▶ _Extract provided_
•••••

The old axiom is true: you can only get money when you don’t need it. Cash flow or more specifically the lack thereof, kills more businesses than anything else. Start-ups often launch with far less than they really need to be successful, so struggle from Day One. Small businesses are generally family based and family money is patient money, but most usually inadequately finite.
In real life this comes at us in different forms. For instance many local contracting companies I know are very successful and sharp operators, however are unable to grow their business in the way that they could or would like to, because they have reached the limits of their bonding capacity and cannot bid on any new large contracts AND would in any event not be able to fund the payroll and project expenses till they can get the cash flowing to sustain it.
A tip to remember: It never hurts to ask if the project team is prepared to work with you by breaking the contract up into sections that you can cover with your current bond capacity. Especially if you are the vendor of choice, I have seen contracts secured in this manner.
As a strategic move however, you need to be looking to secure adequate funding to cover the eventuality of an adverse event and your future needs not only just today’s.
The good news is that the Internet has commoditized just about everything you can think of – including banking. Despite (or maybe because of) the poor economy, the process of finding traditional as well as alternative sources of funding is now easier than it used to be. Securing a loan is the big trick!

•••••

▶ _Activity list_
a) From the passage on business cash flow, output the words beginning at "As a strategic" and ending after "only just today’s.".
b) In the passage on business cash flow, what kills more businesses than anything else?
c) Continue the passage on small-business cash flow and funding, starting after its final sentence.

▶ _Data provided_
•••••

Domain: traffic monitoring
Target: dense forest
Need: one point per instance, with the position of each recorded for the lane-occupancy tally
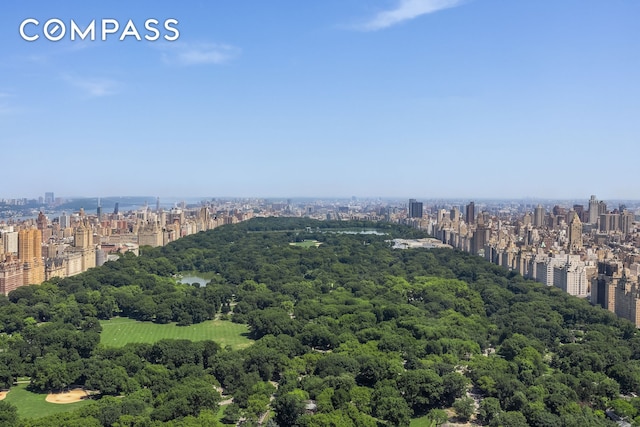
(346, 333)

•••••

▶ _Answers provided_
a)
As a strategic move however, you need to be looking to secure adequate funding to cover the eventuality of an adverse event and your future needs not only just today’s.

b) Cash flow, or more specifically the lack of it.

c)
Funding is either debt or equity based and drawn from institutional or informal sources. As a consequence of recent lending experiences, institutions are generally looking for tangible assets as collateral and even then are extremely cautious in their approach.
Common sources of debt finance include: family and friends, personal credit cards, home equity lines of credit, commercial bank loans and small business loans backed by the SBA.
Equity financing, is where you give up pieces of your business in return for cash. Depending on how the loan is structured, you may not have to pay the money back, but the bad news is that your investor now owns part of your business. Venture capital investors will generally want to cash out on a schedule, which puts pressure on you to perform at least to budget.
Other ways to free up cash might be to explore cost-sharing options. These might include strategic partnerships, joint ventures, alliances and co-branding arrangements. Don’t discount vendors and customers as a source of funding. They already have skin in the game if they are doing business with you. The only question you need to ask yourself is: how they will react to your circumstances if they truly know how well (or poorly) you are doing?
Comparison shop online for multiple financing sources
If you are fortunate to have good financials – it will pay you to secure a line of credit even if you don’t need it now. If you take a line of say $100,000 (with no fees) and use it modestly, you will demonstrate to the bank that you can borrow money and pay it back responsibly. You can then work to increase the facility over time. If you do not then you still need to build a good relationship with your banker so you will be able to hit them up when your financials turn for the good.
Don’t discount you local community bank. Local banks like Parkway Bank offer great personalized service and will take the time to get to know you and your story.
You can also shop loans through internet resources such as www.iBank.com, www.resourcenation.com or www.businessfinance.com. Many small Peer-To-Peer (P2P) loans are available and sites such as www.lendingclub.com, www.prosper.com or www.peerlend.com.
For all of these sources, you will need to make sure that your “Pitch Deck” is solid and impressive. You will need to
- Create a solid and comprehensive business plan.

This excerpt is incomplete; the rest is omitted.